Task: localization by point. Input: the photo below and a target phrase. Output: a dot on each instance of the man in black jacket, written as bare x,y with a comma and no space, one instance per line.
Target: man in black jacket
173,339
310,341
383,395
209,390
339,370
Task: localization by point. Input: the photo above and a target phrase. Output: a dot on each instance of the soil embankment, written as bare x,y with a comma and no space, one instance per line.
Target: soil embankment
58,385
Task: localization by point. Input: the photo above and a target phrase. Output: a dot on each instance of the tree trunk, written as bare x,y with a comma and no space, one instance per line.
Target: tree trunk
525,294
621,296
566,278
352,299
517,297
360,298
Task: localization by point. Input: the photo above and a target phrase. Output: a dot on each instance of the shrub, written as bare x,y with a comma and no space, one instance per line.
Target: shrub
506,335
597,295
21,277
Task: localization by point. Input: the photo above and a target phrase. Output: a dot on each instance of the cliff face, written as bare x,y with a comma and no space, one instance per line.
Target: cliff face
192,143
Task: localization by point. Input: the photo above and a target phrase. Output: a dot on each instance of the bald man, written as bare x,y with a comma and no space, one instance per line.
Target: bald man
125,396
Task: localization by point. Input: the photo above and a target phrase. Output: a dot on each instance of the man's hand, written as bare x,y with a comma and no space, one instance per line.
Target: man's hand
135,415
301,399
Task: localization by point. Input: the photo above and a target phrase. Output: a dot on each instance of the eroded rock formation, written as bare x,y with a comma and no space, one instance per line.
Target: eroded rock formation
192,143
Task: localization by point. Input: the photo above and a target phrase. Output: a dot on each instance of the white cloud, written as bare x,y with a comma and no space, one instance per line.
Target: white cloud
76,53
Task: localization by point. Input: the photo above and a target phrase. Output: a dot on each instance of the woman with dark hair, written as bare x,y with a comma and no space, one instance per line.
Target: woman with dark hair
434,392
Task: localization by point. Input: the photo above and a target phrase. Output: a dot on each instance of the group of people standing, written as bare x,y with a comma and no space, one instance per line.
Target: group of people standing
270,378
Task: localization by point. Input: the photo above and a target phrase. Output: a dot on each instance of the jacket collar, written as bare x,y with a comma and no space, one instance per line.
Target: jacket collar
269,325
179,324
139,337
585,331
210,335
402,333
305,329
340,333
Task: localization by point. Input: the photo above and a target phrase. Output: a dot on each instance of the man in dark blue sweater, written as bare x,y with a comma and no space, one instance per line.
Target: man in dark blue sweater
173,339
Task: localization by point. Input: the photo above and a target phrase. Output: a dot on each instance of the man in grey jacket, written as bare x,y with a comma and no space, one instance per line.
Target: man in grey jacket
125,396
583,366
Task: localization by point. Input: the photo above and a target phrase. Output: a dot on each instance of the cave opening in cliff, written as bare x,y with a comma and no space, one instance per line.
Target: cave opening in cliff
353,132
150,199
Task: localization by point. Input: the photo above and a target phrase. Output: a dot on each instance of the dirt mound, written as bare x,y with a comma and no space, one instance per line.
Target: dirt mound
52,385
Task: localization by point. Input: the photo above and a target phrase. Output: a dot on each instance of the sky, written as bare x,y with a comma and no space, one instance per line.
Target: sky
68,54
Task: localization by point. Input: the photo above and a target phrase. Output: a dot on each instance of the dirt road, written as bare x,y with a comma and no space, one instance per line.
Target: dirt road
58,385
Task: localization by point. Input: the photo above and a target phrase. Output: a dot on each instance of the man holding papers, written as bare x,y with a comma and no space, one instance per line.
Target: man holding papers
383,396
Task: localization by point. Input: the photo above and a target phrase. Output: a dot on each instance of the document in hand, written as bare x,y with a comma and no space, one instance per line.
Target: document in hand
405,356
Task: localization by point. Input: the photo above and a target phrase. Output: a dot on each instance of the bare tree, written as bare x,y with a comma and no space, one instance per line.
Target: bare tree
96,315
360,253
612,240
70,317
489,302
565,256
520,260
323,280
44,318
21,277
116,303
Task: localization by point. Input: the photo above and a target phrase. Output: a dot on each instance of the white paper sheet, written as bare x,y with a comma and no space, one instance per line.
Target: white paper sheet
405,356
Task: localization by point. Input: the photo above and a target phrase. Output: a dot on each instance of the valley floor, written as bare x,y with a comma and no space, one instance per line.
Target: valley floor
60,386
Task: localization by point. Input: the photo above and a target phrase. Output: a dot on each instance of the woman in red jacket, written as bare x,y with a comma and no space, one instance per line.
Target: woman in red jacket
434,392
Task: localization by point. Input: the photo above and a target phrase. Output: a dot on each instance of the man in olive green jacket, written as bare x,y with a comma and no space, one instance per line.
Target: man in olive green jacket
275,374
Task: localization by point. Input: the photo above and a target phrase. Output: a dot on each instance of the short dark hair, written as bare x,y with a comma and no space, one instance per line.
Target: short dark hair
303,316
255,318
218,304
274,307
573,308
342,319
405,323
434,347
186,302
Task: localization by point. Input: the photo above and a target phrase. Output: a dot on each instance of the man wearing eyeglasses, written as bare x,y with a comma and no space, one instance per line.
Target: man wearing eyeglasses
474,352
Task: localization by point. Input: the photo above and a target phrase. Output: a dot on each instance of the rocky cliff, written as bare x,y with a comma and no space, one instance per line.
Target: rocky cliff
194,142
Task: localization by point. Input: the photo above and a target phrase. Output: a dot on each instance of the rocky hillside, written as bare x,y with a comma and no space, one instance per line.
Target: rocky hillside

-------

### The problem
The whole listing above needs to be written out again exactly.

### Task response
Task: localization by point. Input: the photo below and a target phrase. Output: a dot on each instance of the man in black jacket, written as bare x,y with a comma and no space, one instance per line.
Target: man in black jacket
173,339
310,341
383,395
209,390
339,370
Task: localization by point. Input: the photo above and a target phrase. Output: a dot on each instance of the soil embankment, written as bare x,y with a comma and no space, one instance per line.
Target: soil embankment
58,385
Task: localization by point. Input: the photo above and a target phrase. Output: a dot on each instance of the tree trunk, written as bare x,y with a comma and no space, one instance per line.
Target: tree trunk
525,294
621,296
566,278
352,299
517,297
360,298
Task: localization by point. Input: the photo above and a target phrase. Output: a dot on each instance of the shrub, written as bare x,y with a comma and no space, one instance per line.
Target: shrub
506,335
597,295
21,277
Task: localization by point. Input: the photo above and a target phrase. Output: a dot on each instance of the cliff face, written as bare x,y with a comma and no space, one instance per line.
Target: cliff face
192,143
Task: localization by point. Input: the photo above and a target phrase. Output: a dot on each instance of the bald man, written as bare x,y with a comma and no space, one instance per line.
Target: bald man
125,396
Task: localization by point. Input: the photo above and a target phrase. Output: a dot on each instance of the man's hand, written as bare x,y with a comma and no space, one instance per line.
Target: man's hand
135,415
301,399
Task: localization by point. Input: the photo above and a target phrase. Output: a dot on each instance of the eroded rock formation, written as bare x,y with a comma and no space, one instance per line.
Target: eroded rock formation
192,143
Task: localization by point. Input: the photo above and a target phrase. Output: a dot on each instance of the white cloud, written as bare x,y with a comma and no space, one instance per line.
Target: white cloud
76,53
Task: localization by point. Input: the photo above and a target phrase. Output: a dot on each instance of the woman with dark hair, written as bare x,y with a comma and no space, one instance per line.
Target: woman with dark hair
434,392
Task: localization by point. Input: the photo above and a target phrase. Output: a dot on each instance of the group of people standing, written as bare x,y with a comma and no space, one instance per line.
Target: group of people standing
270,378
Task: localization by point. Input: the photo above and a target phrase. Output: a dot on each instance of the jacket collar, written as bare x,y with a comma and no space, one instance per line.
Target: jacket collar
269,325
179,324
139,337
585,331
210,335
402,333
305,329
340,333
Task: localization by point. Input: the photo above and a target phrase. Output: a dot on each instance of the man in dark blue sweater, written as bare x,y with a comma and no space, one instance per line.
Target: man in dark blue sweater
173,339
Task: localization by point. Input: the photo above and a target phrase. Output: a dot on each instance of the man in grey jacket, written as bare x,y with a comma and no space, one instance per line.
Target: man in grey jacket
125,396
583,366
Task: localization by point. Input: the photo above and a target phrase. Output: a dot on each instance of the cave opening in cliff, written as bare x,y with a comma and no space, one instance per line.
Target: cave opening in cliff
353,132
150,199
Task: localization by point. Input: the photo above and a target phrase. Output: a dot on each instance of the dirt mound, written as bare x,y with a comma and no space, one instance per line.
Target: dirt mound
52,385
Task: localization by point. Input: the photo above and a target phrase. Output: a dot on each instance of the sky, written as bare x,y with a comma and no space, one instance per line.
Target: sky
68,54
Task: localization by point. Input: the photo above and a target phrase. Output: a dot on each instance of the dirt road, written as bare x,y with a comma and no space, one instance per line.
Target: dirt road
58,385
Task: localization by point. Input: the photo above and a target phrase. Output: a dot on each instance of the man holding papers, written as bare x,y with a comma and no space, one instance per line.
Target: man holding papers
383,396
Task: localization by point. Input: the photo above and a target phrase. Output: a dot on each instance of the document in hand, written as bare x,y with a comma and no space, one instance per line.
Target: document in hand
405,356
Task: localization by point. Input: the photo above and a target phrase. Output: a dot on each instance of the bare tree, written as bare x,y with a comma and no space, one instance per line.
Target: bare tree
96,315
360,253
612,240
70,317
489,302
565,256
520,260
323,280
44,318
21,277
116,303
Task: localization by point. Input: the photo above and a target phrase. Output: a dot on each instance of the white paper sheet, written as bare x,y with a comma and no space, one instance per line.
Target: white paper sheet
405,356
Task: localization by point. Input: the photo above and a target phrase. Output: a dot on each instance of the valley floor, written as bare x,y with a comma and no space, one instance per line.
Target: valley floor
60,386
Task: localization by point. Input: the photo above and a target phrase. Output: a dot on each instance of the woman in red jacket, written as bare x,y with a comma and no space, one instance per line.
Target: woman in red jacket
434,392
Task: localization by point. Input: the photo above and a target phrase. Output: a dot on each instance of the man in olive green jacket, written as bare x,y with a comma and no space, one instance per line.
Target: man in olive green jacket
275,374
Task: localization by point. Input: the photo above and a target phrase. Output: a dot on each instance of the short dark hair, written as bare x,y with a comma and no space, one instance per line.
Target: short dark hair
303,316
255,318
218,304
274,307
573,308
342,319
405,323
434,347
186,302
Task: localization by point. Input: the photo above and a target phrase. Output: a dot on each instance of the man wearing eyeglasses, written as bare x,y with a comma and no space, one instance per line.
Target: man wearing eyeglasses
474,352
Task: localization by point. Input: the photo above and a target phrase. Output: a dot on each instance of the rocky cliff, written as bare x,y with a comma and no space, one instance per line.
Target: rocky cliff
194,142
Task: localization by point. Input: the photo above and a target phrase. Output: a dot on each instance of the rocky hillside, written as bare x,y with a comma and no space, one instance per line.
Target: rocky hillside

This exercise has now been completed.